• **Study text**
Skip to Main Content
San Diego Zoo Wildlife Alliance logo
San Diego Zoo Wildlife Alliance Library logo

Extinct Columbian (Mammuthus columbi) and Channel Island (M. exilis) Mammoths Fact Sheet: Physical Characteristics

Extinct Columbian (Mammuthus columbi) and Channel Island (M. exilis) Mammoths

How Do We Know This?

Careful study of fossil bone or tooth anatomy yields much
exact information about placement and strength of muscles, tendons, ligaments, nerves,
and blood vessels. In rare cases, skin and hair impressions or actual skin or hair remains.
Body weight is more difficult to gauge because fat leaves no impression on the skeleton.

Physical Characteristics

AttributeColumbian Mammoth
Channel Island Mammoth
Estimated Body Weight (Dudley 1999) 5,000-10,000 kg (5.5-11 tons) 200-500 kg (0.2-0.6 tons)
Body Length (Tassy and Shoshani 1996) 4-4.5 m (13-14.7 ft) 160-200 cm (5.2-6.6 ft)
Tail Length (Gillette & Madsen 1993)

1000 mm (39.8 in), intermediate between
tails of wooly mammoths & modern elephants

 
---

Shoulder Height (Roth 1996)

3.7-4.3 m (12-14 ft)

120-180 cm (3.9-5.9ft)

General Appearance

General description

  • Mammoths are medium to large-sized extinct elephants (Maglio 1973)
    • The Columbian Mammoth is possibly the largest mammoth
    • The Channel Island Dwarf Mammoth is the smallest mammoth; less than 50 percent the size of a Columbian.
    • One mammoth species, the Woolly Mammoth, has had its genome successfully sequenced (Krause et al 2006)
  • Mammoths seen from the side are highest at the shoulders, sloping rearward with a slightly humped profile (Haynes 1991)
    • Asian elephants do not have such a sharp slope rearward from the shoulders
    • African elephants have a dished (slightly slumped down) profile

Teeth

  • All mammoths are identified primarily by features of their teeth
    • Thickness of enamel
    • Number of enamel loops in the molar teeth, seen from bite surface view (Laws 1966)

• **Excerpted records**
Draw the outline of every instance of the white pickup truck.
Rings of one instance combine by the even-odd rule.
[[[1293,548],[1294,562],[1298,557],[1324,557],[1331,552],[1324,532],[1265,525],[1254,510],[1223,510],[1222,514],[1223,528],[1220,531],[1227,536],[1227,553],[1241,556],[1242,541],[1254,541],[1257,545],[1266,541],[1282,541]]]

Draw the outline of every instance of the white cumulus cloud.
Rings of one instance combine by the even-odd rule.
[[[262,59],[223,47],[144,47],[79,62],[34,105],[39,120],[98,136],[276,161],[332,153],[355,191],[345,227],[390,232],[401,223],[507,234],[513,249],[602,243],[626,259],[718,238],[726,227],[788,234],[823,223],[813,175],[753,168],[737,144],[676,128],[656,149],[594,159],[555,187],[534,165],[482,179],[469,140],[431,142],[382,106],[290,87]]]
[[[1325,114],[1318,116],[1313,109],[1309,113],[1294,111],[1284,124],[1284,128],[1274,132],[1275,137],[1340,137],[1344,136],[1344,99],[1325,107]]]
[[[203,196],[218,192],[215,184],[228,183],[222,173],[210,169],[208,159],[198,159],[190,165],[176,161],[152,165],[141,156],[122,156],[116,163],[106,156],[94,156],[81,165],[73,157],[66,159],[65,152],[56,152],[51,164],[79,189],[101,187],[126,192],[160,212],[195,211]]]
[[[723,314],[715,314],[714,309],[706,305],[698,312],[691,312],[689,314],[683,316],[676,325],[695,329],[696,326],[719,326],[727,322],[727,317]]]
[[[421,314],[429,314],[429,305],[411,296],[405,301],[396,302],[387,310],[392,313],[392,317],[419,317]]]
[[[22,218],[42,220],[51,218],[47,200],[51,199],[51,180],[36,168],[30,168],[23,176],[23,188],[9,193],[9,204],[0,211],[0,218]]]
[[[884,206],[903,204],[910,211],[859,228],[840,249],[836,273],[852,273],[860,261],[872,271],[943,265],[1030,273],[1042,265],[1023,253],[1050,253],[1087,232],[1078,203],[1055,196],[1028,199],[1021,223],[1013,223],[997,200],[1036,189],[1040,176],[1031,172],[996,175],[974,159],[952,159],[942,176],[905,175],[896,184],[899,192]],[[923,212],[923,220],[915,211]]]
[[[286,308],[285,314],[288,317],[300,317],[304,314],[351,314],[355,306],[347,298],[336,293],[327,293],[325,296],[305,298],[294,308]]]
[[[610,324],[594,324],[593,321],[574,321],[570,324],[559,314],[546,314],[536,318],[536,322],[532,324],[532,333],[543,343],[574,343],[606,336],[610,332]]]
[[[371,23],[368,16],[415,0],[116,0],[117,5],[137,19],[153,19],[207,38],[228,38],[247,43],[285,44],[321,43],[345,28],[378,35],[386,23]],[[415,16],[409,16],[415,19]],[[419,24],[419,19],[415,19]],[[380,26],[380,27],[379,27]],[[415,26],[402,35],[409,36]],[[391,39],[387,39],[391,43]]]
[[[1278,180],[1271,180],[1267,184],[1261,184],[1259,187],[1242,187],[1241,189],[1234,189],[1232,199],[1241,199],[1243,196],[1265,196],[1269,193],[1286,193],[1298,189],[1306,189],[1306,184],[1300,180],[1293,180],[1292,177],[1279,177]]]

• **Brief 1**
According to the mammoth fact sheet, why is body weight harder to gauge than other traits?
• **Brief 2**
Resume the mammoth fact sheet at the point where it stops.
The rows have nothing to do with what follows.

• **Reply 1**
Fat leaves no impression on the skeleton.

• **Reply 2**
      • Columbian Mammoth molars have 5 to 8 enamel plates per 100 mm (3.9 in) (Maglio 1973)
      • Channel Island Mammoth molars are like the Columbian's, only smaller
  • Twenty six teeth in all
  • Six sets of teeth in a lifetime
  • Resemble Asian elephant teeth, with closed enamel loops viewed on chewing surface
  • All mammoths have strongly curved and twisted tusks (Lister 1996)
    • Tusks continue to grow throughout the mammoth's lifetime
    • Life history data is stored in the dentin's growth bands (season of death, age at sexual maturation, calving, migration) (Fox et al 2003)

Pelage

  • Not known, but assumed like modern elephants, perhaps somewhat more hairy in colder climates
    • Unlike the wooly mammoth whose hair visible in many well-preserved frozen individuals

Sexual Dimorphism

  • Like all elephants, seen in several parts of the mammoth skeleton
    • Differences between males and females in pelvic, skull, and limb bones (Averianov 1996) (Haynes 1991)
    • Tusks of males longer and heavier than those of females (Shoshani 1996)

Other Physical and Physiological Characteristics

  • Mammoth's ears, known from individuals frozen in permafrost, smaller than those of African elephants
  • Tip of trunk ends with one finger-like process on top and a flap below (Shoshani 1996)
    • Somewhat like Asian elephants' and unlike African elephant trunk with "fingers" above and below
  • Musth gland on side of face
    • Unique for elephants, found in all living elephants and known from woolly mammoths preserved in permafrost
    • Assumed to have been present in elephant lineage for millions of years (Shoshani 1998)
    • Suggests social system for many extinct elephants similar to modern elephants
  • An unusually large brain compared to body size (Tassy & Shoshani 1996)
    • Similar to most primates
    • Skull is lightened with air sacs in the bone
  • Modifications in hyoid bones, tongue, and voice box allowed low frequency (infrasonic) communication (Shoshani 1998)
    • Appear in elephant lineage by at least 24 million years ago.
  • Channel Island Mammoths
    • Extreme genetic dwarfing (Dudley 1999)
    • Shortened lower limb bones relative to body size when compared to full size mammoths (Roth 1996)

Page Citations

Averianov (1996)
Dudley (1999)
Gillette & Madsen (1993)
Haynes (1991)
Krause et al. (2006)
Laws (1966)
Lister (1996)
Maglio (1973)
Roth (1984, 1996)
Tassy & Shoshani (1996)
Fox et al. (2003)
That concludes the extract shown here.